◆ **Set problem**
Take the line that contains "drop a dot on every instance of the clearing" as the first and the last line of the material as the final one; set down exactly the lines in that span.
┏━━
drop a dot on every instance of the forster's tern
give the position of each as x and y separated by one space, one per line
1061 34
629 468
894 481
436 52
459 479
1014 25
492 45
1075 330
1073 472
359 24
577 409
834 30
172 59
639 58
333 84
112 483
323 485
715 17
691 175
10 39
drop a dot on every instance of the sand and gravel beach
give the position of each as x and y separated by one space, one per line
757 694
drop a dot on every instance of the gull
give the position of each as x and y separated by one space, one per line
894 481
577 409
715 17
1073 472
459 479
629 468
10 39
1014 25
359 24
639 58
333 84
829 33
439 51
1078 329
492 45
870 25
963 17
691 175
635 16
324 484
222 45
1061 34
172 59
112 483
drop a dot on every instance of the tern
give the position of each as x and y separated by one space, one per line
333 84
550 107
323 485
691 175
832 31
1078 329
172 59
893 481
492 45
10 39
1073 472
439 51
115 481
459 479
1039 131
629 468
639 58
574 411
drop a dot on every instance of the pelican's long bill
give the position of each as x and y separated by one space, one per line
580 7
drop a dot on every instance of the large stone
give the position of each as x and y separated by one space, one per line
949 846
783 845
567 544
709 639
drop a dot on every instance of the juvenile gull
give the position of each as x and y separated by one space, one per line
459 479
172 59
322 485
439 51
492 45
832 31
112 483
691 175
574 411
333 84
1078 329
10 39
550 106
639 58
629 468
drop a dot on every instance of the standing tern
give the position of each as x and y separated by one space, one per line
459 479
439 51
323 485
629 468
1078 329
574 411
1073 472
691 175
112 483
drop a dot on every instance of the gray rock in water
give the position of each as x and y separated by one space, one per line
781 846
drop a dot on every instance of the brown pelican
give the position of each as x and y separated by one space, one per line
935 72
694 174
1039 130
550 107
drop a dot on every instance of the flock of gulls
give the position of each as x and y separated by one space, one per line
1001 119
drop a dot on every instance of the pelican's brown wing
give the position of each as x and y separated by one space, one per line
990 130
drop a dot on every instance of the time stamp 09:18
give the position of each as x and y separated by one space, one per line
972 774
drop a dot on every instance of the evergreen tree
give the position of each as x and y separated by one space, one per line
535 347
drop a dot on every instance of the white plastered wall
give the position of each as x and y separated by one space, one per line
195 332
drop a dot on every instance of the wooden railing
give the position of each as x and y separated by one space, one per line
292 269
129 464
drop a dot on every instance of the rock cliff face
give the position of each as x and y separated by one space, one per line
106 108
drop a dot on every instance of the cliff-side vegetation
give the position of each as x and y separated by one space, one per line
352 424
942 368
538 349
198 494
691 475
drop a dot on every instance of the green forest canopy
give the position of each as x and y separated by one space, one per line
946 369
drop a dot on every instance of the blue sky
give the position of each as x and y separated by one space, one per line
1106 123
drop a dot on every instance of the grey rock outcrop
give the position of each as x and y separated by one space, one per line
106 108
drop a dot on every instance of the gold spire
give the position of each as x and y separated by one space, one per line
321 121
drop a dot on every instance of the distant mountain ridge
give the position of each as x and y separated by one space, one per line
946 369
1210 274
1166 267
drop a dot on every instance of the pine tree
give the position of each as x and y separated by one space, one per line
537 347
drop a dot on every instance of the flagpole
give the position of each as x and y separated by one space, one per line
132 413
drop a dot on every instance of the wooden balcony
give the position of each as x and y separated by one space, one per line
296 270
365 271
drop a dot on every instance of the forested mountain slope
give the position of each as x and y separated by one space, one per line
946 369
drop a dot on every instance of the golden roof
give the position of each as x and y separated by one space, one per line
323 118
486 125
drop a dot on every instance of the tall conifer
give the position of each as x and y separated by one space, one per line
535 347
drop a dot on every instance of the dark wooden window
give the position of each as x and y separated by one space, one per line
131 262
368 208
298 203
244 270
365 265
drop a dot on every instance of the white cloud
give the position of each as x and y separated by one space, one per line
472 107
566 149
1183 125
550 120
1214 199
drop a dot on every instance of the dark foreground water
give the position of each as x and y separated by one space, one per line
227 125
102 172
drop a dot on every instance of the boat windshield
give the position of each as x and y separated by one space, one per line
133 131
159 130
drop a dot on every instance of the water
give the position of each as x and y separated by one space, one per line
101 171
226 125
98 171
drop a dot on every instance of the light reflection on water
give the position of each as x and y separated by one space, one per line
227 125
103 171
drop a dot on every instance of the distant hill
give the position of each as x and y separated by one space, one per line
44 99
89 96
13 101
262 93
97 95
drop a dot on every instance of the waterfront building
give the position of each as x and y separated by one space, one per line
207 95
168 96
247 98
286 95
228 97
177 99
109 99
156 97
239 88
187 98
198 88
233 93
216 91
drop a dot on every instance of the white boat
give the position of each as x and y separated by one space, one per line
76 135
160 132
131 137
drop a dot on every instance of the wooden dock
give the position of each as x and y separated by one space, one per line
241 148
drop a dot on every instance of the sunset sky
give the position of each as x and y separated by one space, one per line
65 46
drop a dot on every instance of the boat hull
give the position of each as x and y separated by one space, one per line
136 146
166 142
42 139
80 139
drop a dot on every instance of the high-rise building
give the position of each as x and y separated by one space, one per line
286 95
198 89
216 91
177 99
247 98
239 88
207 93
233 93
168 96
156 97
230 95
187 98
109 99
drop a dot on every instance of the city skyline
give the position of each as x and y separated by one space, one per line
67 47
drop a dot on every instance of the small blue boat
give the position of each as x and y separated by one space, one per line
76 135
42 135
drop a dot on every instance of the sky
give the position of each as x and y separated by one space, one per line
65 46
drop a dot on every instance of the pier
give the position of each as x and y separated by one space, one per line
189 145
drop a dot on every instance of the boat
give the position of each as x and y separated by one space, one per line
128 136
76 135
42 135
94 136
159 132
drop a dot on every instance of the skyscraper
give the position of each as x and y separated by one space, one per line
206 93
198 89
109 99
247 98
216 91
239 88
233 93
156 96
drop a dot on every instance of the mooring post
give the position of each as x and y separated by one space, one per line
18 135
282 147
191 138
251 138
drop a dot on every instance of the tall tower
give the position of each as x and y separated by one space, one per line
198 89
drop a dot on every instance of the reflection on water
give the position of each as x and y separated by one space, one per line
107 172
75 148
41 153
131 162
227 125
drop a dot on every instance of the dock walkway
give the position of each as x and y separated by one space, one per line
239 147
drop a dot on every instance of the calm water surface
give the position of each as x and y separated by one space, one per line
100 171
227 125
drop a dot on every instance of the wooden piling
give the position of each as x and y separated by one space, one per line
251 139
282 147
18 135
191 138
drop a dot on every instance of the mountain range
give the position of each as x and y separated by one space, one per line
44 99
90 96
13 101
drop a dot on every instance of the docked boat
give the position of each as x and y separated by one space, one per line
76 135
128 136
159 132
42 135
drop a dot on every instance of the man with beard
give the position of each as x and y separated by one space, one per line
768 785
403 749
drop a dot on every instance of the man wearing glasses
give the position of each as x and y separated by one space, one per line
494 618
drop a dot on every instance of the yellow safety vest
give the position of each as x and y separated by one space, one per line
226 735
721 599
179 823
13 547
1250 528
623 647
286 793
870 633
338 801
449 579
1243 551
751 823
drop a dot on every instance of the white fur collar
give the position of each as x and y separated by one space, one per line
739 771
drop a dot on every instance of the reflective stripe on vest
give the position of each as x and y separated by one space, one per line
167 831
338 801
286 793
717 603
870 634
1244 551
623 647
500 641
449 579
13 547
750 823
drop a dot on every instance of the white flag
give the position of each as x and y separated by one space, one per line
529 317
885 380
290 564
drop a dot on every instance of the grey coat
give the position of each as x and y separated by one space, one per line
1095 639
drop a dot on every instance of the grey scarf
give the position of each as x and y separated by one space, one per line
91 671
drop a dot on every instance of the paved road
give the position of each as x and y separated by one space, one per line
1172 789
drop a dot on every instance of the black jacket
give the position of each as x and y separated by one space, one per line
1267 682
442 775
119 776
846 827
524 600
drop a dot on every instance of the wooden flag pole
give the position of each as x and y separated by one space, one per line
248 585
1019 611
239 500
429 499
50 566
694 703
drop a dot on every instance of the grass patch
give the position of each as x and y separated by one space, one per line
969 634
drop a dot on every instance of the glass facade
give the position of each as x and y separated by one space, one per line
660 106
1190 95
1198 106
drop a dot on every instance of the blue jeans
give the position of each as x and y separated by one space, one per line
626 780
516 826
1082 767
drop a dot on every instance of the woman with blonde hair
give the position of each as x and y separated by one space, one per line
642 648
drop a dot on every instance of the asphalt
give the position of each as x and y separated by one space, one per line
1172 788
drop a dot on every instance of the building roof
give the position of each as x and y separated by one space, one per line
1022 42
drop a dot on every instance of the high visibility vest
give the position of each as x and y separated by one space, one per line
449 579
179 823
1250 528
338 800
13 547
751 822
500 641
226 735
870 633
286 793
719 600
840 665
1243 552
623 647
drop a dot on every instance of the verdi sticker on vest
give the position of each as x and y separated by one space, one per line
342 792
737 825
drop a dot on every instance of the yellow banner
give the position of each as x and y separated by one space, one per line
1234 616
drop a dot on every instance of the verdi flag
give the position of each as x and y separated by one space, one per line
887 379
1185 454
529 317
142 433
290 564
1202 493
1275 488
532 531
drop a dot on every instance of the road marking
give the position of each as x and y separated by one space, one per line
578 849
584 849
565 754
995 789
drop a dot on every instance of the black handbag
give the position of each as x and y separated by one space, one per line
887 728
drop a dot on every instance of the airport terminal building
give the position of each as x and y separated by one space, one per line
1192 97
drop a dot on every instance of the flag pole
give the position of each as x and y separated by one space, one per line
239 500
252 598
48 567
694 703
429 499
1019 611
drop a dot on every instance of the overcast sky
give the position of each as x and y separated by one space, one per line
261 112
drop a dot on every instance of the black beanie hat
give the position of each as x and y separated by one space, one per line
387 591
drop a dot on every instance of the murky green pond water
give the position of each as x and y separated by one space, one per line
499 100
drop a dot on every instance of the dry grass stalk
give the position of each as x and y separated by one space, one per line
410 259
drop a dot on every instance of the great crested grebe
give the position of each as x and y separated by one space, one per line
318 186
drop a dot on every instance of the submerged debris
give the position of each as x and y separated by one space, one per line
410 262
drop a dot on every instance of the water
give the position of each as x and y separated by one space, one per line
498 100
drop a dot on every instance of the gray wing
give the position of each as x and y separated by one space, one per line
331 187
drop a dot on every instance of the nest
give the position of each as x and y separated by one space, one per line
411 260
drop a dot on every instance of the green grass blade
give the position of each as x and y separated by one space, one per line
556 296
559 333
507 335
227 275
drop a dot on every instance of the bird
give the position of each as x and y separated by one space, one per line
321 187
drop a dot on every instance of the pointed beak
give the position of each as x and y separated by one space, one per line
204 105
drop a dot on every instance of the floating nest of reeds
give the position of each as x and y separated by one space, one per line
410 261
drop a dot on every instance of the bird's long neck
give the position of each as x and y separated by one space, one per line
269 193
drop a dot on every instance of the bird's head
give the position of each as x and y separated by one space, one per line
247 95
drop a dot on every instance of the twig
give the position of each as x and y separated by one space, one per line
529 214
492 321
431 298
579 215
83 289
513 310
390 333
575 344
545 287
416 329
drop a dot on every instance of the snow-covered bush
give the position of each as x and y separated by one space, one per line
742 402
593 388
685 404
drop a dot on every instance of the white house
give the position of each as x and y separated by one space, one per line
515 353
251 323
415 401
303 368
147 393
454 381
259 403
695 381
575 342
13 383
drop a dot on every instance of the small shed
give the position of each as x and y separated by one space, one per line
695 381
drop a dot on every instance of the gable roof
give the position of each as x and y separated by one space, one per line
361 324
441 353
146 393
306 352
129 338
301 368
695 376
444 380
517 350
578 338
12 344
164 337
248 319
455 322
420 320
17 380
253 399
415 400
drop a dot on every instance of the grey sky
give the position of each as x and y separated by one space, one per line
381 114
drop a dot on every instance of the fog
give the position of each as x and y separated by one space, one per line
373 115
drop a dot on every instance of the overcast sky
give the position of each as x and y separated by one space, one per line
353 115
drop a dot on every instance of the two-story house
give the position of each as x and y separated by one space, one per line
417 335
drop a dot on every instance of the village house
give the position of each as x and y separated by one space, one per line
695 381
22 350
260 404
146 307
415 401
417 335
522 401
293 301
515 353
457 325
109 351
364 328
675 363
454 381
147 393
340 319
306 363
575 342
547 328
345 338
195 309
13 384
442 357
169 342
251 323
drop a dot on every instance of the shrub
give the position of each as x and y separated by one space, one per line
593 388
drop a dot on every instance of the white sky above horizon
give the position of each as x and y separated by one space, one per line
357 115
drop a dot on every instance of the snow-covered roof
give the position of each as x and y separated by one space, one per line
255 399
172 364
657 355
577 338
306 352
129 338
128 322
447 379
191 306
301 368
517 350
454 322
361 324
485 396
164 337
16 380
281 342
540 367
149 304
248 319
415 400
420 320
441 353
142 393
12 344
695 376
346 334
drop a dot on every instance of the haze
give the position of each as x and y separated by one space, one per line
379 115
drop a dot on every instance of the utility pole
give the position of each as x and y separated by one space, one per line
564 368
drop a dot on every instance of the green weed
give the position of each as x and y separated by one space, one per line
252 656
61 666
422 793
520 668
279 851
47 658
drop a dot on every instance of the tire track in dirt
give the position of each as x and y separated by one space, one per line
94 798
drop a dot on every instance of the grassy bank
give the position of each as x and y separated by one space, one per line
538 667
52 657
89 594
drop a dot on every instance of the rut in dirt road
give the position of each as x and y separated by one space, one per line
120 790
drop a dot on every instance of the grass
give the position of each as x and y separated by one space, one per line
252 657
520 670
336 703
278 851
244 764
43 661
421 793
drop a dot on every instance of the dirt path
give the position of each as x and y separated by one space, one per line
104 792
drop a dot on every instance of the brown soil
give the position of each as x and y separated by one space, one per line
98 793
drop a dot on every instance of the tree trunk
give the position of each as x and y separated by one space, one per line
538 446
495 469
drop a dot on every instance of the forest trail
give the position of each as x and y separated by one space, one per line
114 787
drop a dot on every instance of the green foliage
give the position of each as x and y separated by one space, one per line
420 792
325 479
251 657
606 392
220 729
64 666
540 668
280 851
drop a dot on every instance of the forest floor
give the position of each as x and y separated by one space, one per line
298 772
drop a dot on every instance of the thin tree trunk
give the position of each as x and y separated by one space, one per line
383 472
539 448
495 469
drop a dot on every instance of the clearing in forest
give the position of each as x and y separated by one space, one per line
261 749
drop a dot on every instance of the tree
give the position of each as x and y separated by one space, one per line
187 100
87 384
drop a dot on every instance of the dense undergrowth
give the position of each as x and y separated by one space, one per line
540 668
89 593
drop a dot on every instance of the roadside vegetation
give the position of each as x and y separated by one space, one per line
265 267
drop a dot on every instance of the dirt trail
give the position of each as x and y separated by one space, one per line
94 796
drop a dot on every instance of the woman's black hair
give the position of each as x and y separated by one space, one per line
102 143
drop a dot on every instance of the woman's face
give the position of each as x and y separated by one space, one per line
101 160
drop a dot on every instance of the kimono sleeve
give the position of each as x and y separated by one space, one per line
┗━━
◆ **Answer to the problem**
drop a dot on every instance of the clearing in forest
give the position of each as x and y separated by one space, one per line
261 749
drop a dot on every instance of the tree
give the position of each as x and y separated by one space, one per line
187 100
87 384
drop a dot on every instance of the dense undergrowth
give the position of each as x and y separated by one space, one per line
540 668
89 593
drop a dot on every instance of the roadside vegetation
give the position of each as x and y separated by one space, one per line
265 267
drop a dot on every instance of the dirt trail
give the position of each as x and y separated by one space, one per line
94 796
drop a dot on every instance of the woman's black hair
give the position of each as x and y separated by one space, one per line
102 143
drop a dot on every instance of the woman's face
give the position of each as x and y separated by one space, one per line
101 160
drop a dot on every instance of the kimono sleeve
give the position of each as x and y separated by one space, one per line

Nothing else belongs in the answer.